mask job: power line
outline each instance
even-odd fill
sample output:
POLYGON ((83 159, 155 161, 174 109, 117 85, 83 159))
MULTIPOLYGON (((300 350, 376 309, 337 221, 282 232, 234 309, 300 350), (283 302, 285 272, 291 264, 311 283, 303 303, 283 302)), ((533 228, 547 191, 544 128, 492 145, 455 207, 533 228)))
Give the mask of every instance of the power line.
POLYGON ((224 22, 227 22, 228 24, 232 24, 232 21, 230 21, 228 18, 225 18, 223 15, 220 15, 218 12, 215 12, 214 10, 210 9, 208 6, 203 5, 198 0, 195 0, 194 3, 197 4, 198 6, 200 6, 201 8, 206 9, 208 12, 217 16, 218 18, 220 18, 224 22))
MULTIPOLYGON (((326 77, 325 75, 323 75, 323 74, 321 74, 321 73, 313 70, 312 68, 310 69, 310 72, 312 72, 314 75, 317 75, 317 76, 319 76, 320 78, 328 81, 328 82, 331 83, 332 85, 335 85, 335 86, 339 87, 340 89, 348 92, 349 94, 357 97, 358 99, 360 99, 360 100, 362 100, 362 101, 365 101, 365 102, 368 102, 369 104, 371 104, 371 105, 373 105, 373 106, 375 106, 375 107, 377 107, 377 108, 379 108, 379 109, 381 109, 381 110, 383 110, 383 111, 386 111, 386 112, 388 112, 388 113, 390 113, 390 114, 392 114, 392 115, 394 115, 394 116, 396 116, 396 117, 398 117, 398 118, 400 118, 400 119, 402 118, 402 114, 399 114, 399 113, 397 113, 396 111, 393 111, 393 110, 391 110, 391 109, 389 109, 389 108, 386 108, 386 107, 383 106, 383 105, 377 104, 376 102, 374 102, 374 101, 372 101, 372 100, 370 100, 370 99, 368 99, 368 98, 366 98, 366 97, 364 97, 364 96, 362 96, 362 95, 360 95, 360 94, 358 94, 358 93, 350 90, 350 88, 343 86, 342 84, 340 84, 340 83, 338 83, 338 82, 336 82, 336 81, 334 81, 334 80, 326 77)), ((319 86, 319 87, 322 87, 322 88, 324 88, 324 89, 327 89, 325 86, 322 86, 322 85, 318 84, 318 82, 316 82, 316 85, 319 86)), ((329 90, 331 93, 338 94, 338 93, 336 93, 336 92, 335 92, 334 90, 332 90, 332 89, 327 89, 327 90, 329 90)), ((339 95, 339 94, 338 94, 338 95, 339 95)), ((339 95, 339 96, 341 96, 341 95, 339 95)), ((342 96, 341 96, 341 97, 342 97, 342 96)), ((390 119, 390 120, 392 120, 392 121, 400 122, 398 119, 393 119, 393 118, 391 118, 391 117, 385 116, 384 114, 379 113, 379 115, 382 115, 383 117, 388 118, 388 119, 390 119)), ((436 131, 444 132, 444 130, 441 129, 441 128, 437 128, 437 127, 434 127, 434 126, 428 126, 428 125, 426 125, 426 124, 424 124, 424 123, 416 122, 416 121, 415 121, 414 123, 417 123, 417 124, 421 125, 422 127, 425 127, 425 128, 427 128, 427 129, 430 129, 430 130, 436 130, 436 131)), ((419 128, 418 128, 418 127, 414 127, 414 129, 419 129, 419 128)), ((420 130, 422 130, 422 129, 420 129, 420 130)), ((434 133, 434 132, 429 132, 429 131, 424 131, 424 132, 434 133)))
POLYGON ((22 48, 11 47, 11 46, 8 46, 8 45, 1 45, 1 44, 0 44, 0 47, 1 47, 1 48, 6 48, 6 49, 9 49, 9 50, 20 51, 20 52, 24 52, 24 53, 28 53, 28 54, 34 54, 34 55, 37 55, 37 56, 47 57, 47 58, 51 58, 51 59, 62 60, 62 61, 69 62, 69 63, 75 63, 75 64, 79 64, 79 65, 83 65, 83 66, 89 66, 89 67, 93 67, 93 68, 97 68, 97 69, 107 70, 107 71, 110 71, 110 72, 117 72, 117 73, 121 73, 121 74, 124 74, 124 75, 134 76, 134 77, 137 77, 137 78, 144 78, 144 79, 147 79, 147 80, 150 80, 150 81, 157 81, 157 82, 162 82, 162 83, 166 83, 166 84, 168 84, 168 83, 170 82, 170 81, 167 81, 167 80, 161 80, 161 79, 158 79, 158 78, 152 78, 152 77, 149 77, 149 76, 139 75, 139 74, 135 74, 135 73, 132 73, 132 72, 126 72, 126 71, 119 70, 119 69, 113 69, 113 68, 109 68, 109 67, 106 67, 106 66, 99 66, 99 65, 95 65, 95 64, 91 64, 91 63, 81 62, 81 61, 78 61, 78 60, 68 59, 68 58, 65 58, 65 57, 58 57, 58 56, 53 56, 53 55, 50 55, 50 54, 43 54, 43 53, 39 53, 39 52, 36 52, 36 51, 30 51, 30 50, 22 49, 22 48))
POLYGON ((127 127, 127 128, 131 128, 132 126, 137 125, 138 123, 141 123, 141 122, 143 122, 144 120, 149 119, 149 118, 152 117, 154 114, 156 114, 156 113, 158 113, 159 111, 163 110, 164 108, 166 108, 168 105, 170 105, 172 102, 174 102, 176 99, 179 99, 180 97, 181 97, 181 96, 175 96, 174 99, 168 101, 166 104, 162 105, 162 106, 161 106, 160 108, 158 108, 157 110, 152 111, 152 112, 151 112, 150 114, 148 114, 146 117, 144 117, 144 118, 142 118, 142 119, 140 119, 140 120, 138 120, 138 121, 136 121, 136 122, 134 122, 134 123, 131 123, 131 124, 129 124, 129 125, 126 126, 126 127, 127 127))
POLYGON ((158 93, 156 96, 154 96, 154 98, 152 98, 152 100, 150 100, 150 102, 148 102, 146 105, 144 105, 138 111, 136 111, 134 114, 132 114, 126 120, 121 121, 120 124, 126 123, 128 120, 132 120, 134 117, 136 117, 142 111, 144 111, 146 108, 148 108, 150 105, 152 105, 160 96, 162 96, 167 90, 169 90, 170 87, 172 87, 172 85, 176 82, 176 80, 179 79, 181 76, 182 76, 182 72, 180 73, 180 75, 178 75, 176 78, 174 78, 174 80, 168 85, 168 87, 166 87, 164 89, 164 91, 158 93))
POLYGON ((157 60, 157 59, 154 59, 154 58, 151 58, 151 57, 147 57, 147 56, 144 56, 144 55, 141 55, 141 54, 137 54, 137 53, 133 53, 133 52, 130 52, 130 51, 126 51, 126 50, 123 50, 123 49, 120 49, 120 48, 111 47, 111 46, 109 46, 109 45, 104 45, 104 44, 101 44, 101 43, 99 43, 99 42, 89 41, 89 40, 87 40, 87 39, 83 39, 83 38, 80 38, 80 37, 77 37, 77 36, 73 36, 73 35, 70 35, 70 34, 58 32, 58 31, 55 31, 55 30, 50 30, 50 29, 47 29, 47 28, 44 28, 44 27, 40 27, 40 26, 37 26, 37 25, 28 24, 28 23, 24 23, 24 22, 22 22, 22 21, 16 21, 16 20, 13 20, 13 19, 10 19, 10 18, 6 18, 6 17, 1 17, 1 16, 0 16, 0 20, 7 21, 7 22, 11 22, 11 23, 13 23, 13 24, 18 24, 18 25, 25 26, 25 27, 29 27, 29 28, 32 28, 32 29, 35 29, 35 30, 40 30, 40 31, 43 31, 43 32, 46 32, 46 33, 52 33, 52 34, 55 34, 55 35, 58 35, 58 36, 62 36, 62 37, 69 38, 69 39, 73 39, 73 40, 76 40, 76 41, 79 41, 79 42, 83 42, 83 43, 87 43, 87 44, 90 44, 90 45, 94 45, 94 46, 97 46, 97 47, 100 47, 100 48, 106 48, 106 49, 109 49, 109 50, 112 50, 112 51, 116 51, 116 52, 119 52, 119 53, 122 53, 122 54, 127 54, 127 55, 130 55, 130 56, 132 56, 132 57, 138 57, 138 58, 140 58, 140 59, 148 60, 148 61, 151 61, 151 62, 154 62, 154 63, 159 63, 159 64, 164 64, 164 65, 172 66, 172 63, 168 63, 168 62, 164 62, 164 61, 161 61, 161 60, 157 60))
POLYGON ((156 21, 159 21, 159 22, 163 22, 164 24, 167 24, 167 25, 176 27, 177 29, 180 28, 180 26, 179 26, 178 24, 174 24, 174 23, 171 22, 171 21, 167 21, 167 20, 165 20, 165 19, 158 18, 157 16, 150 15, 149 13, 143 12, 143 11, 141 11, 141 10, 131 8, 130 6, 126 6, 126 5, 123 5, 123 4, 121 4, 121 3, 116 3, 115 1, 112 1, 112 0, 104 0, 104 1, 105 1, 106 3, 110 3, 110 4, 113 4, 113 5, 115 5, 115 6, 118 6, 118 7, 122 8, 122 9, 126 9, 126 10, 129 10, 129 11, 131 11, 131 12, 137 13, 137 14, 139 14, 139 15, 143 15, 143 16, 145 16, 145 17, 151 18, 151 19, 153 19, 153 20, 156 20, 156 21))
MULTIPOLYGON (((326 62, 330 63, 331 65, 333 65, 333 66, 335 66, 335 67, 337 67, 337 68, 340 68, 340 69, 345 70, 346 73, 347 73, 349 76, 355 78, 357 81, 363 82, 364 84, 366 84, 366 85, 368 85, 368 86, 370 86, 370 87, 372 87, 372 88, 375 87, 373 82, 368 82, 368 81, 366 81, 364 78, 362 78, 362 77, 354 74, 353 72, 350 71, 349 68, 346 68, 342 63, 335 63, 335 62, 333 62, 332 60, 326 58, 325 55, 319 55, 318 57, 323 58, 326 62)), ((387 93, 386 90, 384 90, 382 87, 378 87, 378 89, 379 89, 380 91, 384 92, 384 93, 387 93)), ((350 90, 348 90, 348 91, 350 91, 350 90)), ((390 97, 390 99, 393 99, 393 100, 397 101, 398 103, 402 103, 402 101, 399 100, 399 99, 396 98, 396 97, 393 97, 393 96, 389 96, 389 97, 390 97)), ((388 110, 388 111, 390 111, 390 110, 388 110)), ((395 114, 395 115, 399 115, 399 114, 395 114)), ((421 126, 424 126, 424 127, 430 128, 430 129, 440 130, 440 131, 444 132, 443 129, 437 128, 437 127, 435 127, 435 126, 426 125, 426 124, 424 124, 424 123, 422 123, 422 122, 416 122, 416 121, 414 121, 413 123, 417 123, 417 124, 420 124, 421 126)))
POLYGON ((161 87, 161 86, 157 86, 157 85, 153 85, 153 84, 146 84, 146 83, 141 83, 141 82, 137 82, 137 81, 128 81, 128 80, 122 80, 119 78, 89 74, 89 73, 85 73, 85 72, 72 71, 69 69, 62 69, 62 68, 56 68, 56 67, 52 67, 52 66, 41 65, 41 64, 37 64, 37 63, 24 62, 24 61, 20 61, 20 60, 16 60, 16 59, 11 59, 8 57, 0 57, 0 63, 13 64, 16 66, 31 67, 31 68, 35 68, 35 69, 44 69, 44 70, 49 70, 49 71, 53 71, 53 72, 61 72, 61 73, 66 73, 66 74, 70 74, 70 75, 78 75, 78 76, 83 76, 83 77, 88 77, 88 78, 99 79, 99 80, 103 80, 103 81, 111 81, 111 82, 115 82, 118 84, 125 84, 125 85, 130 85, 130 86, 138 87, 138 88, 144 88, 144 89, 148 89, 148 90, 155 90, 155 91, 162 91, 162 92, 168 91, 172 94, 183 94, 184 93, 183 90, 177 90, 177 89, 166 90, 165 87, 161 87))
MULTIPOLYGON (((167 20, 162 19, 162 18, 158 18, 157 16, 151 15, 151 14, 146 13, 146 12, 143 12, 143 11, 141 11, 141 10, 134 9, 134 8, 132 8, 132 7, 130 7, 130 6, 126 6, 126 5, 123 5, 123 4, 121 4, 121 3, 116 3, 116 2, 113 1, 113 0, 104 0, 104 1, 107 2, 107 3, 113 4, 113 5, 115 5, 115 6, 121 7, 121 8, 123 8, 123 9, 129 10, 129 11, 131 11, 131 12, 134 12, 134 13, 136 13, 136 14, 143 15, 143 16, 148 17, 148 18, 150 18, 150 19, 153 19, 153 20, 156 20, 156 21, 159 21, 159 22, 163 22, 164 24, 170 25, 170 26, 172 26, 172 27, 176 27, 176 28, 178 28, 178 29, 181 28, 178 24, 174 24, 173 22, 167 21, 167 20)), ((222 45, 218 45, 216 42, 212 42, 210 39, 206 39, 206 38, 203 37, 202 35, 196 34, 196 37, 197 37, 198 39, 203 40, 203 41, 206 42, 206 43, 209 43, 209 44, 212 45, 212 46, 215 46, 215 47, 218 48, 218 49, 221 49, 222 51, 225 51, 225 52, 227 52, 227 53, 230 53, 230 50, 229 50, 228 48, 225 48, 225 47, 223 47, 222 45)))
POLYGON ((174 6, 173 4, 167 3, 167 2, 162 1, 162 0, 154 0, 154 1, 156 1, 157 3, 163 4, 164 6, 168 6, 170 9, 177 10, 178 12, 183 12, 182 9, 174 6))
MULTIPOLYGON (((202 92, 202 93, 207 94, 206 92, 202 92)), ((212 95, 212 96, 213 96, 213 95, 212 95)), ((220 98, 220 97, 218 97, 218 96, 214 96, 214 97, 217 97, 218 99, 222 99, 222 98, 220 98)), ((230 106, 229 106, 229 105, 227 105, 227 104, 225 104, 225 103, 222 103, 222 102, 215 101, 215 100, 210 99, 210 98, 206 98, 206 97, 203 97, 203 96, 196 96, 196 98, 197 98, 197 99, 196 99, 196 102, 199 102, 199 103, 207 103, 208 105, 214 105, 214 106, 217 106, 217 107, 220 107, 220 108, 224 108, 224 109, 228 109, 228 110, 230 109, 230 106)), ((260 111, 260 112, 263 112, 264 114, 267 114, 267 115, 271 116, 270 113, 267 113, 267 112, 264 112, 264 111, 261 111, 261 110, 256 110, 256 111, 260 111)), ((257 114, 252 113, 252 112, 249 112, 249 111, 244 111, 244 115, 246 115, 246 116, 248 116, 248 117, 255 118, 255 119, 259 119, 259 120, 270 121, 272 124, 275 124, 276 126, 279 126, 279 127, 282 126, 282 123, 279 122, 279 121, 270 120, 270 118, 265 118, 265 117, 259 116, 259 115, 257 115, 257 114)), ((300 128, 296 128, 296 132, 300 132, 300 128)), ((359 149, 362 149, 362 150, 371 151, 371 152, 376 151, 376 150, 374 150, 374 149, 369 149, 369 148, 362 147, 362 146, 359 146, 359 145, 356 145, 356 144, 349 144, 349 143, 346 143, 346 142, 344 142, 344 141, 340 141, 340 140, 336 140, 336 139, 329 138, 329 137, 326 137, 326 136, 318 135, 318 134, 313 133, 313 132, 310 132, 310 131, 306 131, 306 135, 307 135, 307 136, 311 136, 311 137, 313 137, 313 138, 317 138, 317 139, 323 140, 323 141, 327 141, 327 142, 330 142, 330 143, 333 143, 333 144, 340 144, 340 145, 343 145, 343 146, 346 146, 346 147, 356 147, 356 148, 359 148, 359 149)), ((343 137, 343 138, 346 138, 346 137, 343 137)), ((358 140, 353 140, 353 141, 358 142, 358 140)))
+ + + +
■ Direction ■
Take everything from the start of the items down through the line containing "Give the mask", switch "instance" to "object", and write those lines out again with nothing else changed.

■ Exercise solution ■
mask job: power line
outline each object
even-odd fill
sample output:
POLYGON ((83 159, 155 161, 174 109, 117 85, 83 159))
MULTIPOLYGON (((300 350, 376 309, 337 221, 282 232, 234 309, 300 350), (283 302, 285 272, 291 264, 311 283, 303 303, 283 302)), ((533 228, 547 191, 544 128, 492 145, 455 207, 533 228)))
Give the mask of every object of the power line.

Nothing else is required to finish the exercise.